* _Brief 1_
In the Green QE passage, write out the part from "Prof Bean: How" to "to facilitate it)." again, swapping "the CB" for "the central bank".
* _Brief 2_
According to the Green QE passage, what does the 45° dotted line in the graph reflect?
* _Brief 3_
Carry the Green QE passage forward from its final sentence.

* _Passage given_
Prof Bean: How quantitatively significant the distortion is will depend on the circumstances, parameters of the purchase program, etc. But the fact that distortions are potentially present (and indeed are the reason for making the purchases!) is exactly why governments really ought to be in the lead (i.e. government(s) should first decide it wants to favour green projects in this way and then asks the CB to facilitate it).

But do governments really need to be the ones dictating the central bank’s purchase decisions when it comes to sustainable activities, or do they already have a reason that would allow them to provide Green QE in a non-distortionary way? Recent research by the Grantham Research Institute on Climate Change and the Environment and the Centre for Climate Change Economics and Policy have analysed the high-carbon skew in the ECB and Bank of England Corporate Bond purchases by comparing the sectoral distribution of purchases to the sectoral distribution of the eurozone economy in terms of contribution to gross value added (GVA). In the graph below, there is a 45° dotted line passing through the origin. This reflects where sectors should be if asset purchases perfectly reflected their relative contribution to the economy (GVA). We can see that some sectors are clustered around this line (for example financial and insurance activities), however, some sectors are a large distance from this line. By analysing which sectors are furthest from this line, and which represent a large proportion of purchases relative to their GVA, there seems to be a skew towards sectors that have high greenhouse gas emissions (Matikainen et al.).

* _Recorded data_
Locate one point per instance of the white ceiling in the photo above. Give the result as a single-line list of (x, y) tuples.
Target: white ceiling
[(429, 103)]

* _Output 1_
Prof Bean: How quantitatively significant the distortion is will depend on the circumstances, parameters of the purchase program, etc. But the fact that distortions are potentially present (and indeed are the reason for making the purchases!) is exactly why governments really ought to be in the lead (i.e. government(s) should first decide it wants to favour green projects in this way and then asks the central bank to facilitate it).

* _Output 2_
It reflects where sectors should be if asset purchases perfectly reflected their relative contribution to the economy (GVA).

* _Output 3_
As can be seen in the graph above, high-carbon industries like electricity, gas, steam and air conditioning contribute relatively less to the Gross Value Added compared to other industries, yet make up a large proportion of the central banks asset purchases.

Therefore, the ECB increasing their purchases of green bonds could actually offset this skew, by decreasing the proportion of purchases spent on sectors such as manufacturing, electricity, gas, steam and air conditioning supply, and transportation and storage, which are mostly large greenhouse gas emitters. As a consequence, the ECB could increase their alignment of corporate bond purchases with Gross Value Added, while positively contributing to sustainable projects.

I put this argument forward to Prof Sir Charles Bean, and linked the paper containing the graph and analysis, to see what he had to say.

Ollie: A Policy Paper from the Grantham institute on the climate impact of quantitative easing has found that there is an inconsistency between the sectoral distribution of purchases and the sectoral distribution of the gross value added within the euro-area (See paper: here, Page 16) which results in a skew towards sectors characterised by high greenhouse gas emissions. Do you think this could legitimise the use of green QE as a corrective tool? Or would Green QE still be viewed as a distortionary and non-neutral use of QE?

Prof Bean: Ideally you’d want the original QE purchases to create as little distortion as possible; this was one of the reasons the BoE has focussed heavily on buying government bonds rather than corporate bonds (except when markets have been dysfunctional). But if past purchases have discriminated against particular sectors, then I guess there is a justification for trying to address that. But I’d rather avoid any distortion in the first place, unless the political authorities have said they want to favour a particular sector and there is general public support for it.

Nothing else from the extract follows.